EXCERPT PROVIDED =>
- - - - - - -
(6gq) Charge Transport in Self-Assembled Biomolecular Systems

Charge transport in self-assembled molecular systems is not only essential for energy transfer in biological systems but also the fundamental basis for molecular electronics. In particular, biomolecules exhibit promising capability as building blocks for constructing hierarchical molecular systems. My research focuses on understanding the charge transport mechanisms in biomolecular systems, and leveraging this understanding to develop new integrated circuits via self-assembly of electronic functional biomolecules, inspired by neuron systems in nature. My research will directly address the fundamental scientific issues in these systems by leveraging a unique set of skills in molecular nanomaterials.

Teaching Interests:

My interdisciplinary research background provides me the fundamentals necessary to further extend my teaching abilities to additional classes. As far as topic areas, in an undergraduate curriculum, I could teach any entry-level courses. With my interdisciplinary research background, I can relate the fundamental principles learned in the course work to new field in chemical and biomolecular engineering and materials science and engineering, including Soft Materials, Surface Engineering, Electronic Materials, Advanced Materials, Energy Materials, Mechanics of Materials, Thermodynamics of Materials. I have a strong interest in teaching dedicated courses in nanomaterials and polymer science like: Nanomaterials and Nanotechnology, Nanoelectronics, Inorganic Chemistry, Polymer Physics, Physical Chemistry of Polymers, Introduction to Modeling and Simulation.
- - - - - - -
DATASET =>
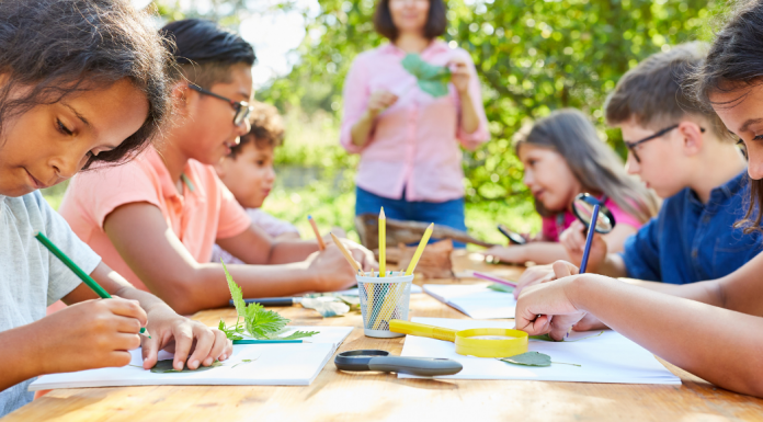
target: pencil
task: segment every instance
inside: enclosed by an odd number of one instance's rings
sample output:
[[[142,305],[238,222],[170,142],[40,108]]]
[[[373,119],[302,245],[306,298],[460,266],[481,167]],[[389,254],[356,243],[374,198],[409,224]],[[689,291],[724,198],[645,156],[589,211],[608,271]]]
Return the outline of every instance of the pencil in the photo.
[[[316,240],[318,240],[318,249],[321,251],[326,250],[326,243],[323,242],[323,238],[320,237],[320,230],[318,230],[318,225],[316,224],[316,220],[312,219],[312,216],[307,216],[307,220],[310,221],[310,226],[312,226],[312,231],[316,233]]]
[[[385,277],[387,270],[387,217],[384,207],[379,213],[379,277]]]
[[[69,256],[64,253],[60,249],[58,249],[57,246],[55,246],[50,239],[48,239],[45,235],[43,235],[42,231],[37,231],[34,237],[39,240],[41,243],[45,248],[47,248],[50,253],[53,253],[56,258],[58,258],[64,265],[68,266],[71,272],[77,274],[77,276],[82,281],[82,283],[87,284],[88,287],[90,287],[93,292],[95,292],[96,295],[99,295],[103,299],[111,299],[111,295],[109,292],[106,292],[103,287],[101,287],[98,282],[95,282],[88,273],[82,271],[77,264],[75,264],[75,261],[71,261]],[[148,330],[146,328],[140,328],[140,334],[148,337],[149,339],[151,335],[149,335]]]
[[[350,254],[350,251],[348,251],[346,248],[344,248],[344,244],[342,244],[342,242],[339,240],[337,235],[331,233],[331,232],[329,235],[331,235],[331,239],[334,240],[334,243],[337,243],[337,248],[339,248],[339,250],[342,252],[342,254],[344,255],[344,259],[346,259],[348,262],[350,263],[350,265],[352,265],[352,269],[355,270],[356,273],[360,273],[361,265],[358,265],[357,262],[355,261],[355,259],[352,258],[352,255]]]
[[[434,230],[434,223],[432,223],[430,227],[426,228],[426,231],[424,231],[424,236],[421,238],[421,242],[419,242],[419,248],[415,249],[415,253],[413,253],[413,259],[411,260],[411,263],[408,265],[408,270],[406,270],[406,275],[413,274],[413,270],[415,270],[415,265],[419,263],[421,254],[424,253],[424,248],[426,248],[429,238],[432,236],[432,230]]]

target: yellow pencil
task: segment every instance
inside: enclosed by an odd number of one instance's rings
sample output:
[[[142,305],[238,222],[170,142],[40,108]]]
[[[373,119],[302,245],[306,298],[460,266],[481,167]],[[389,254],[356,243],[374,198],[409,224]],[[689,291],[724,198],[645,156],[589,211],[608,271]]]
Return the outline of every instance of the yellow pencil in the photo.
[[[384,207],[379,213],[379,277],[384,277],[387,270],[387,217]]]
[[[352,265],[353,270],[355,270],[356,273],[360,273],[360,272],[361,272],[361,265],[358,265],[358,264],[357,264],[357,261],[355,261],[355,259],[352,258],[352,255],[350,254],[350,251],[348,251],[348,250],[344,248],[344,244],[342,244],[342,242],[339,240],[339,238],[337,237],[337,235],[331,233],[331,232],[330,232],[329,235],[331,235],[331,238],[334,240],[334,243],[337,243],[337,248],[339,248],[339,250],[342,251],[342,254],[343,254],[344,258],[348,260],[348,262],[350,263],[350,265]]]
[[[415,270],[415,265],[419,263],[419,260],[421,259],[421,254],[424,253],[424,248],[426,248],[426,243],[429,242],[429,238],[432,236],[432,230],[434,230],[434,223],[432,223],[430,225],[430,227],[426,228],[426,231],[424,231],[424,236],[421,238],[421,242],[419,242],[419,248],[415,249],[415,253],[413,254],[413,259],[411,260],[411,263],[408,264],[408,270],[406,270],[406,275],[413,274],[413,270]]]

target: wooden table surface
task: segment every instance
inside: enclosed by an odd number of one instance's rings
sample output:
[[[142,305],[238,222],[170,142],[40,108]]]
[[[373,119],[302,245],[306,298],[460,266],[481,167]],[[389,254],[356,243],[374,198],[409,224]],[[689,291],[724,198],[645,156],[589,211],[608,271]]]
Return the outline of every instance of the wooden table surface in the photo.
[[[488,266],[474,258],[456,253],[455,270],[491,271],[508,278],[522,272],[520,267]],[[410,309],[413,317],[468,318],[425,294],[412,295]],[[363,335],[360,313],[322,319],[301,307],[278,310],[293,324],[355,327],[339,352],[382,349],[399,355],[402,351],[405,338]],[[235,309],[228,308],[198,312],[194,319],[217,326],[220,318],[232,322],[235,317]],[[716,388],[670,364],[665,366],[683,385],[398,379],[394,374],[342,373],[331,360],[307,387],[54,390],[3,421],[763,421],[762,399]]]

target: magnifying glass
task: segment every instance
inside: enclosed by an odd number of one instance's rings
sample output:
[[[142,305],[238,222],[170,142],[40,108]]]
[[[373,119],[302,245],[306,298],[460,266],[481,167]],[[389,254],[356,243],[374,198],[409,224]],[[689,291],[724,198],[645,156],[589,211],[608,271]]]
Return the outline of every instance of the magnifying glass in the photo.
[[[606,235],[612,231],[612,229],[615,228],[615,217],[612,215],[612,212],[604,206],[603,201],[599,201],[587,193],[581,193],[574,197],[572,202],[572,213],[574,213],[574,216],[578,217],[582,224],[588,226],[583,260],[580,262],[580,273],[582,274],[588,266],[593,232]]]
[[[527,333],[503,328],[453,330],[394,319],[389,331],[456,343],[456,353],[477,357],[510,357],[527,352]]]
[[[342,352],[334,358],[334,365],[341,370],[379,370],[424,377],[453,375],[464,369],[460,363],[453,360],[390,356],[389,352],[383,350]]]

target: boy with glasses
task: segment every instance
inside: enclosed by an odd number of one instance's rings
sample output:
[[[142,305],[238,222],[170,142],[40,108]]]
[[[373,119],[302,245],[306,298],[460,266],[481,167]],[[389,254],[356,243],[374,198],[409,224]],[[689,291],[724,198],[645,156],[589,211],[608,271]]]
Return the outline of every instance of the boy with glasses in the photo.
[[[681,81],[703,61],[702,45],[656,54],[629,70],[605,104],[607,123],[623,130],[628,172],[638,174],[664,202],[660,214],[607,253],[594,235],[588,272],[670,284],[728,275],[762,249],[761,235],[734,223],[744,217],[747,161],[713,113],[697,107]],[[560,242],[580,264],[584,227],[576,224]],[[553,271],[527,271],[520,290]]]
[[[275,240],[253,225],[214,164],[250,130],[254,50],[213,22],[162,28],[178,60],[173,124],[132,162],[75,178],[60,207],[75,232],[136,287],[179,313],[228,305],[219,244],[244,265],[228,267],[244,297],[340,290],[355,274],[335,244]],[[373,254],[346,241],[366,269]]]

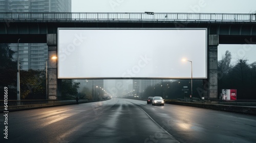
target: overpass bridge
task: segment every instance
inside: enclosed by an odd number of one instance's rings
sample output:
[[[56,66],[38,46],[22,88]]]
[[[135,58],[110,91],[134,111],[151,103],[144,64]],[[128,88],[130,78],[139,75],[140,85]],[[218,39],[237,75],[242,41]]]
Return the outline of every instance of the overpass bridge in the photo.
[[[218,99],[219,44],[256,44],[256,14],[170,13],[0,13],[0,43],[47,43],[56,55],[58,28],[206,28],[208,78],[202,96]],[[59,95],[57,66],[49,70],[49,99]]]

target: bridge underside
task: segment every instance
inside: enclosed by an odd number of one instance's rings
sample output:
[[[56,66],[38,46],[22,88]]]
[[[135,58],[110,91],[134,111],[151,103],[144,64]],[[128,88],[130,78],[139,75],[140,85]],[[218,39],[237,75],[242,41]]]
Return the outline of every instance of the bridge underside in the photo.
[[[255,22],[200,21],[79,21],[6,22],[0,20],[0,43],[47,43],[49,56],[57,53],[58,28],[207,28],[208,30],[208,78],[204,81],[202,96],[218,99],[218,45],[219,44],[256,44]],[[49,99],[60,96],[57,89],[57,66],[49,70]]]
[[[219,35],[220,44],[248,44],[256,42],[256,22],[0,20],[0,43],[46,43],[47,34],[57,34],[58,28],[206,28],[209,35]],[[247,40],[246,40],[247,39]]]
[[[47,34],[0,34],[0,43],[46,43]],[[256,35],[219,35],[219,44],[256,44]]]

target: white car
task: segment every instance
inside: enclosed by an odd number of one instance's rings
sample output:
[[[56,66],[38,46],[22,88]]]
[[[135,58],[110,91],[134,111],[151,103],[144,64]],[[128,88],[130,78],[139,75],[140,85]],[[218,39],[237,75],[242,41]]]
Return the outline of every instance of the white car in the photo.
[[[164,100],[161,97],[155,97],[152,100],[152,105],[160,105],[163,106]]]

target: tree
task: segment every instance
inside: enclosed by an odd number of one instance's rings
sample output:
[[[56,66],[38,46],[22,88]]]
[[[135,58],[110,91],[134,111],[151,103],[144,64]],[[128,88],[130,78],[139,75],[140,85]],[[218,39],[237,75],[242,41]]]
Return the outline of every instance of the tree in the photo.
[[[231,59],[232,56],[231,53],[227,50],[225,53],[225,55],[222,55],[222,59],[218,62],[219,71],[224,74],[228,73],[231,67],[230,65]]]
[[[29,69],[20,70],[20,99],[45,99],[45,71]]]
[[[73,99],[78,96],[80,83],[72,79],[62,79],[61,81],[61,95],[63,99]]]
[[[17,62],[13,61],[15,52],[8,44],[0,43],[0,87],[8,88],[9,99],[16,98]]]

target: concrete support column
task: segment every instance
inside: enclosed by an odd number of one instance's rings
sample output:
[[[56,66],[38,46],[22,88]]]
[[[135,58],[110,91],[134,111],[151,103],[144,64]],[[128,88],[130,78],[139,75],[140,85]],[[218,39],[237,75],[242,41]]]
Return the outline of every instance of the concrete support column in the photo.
- - - - - - -
TASK STATEMENT => In the text on charge transport in biomolecular systems, what natural systems inspire the proposed integrated circuits?

FINAL ANSWER => Neuron systems in nature.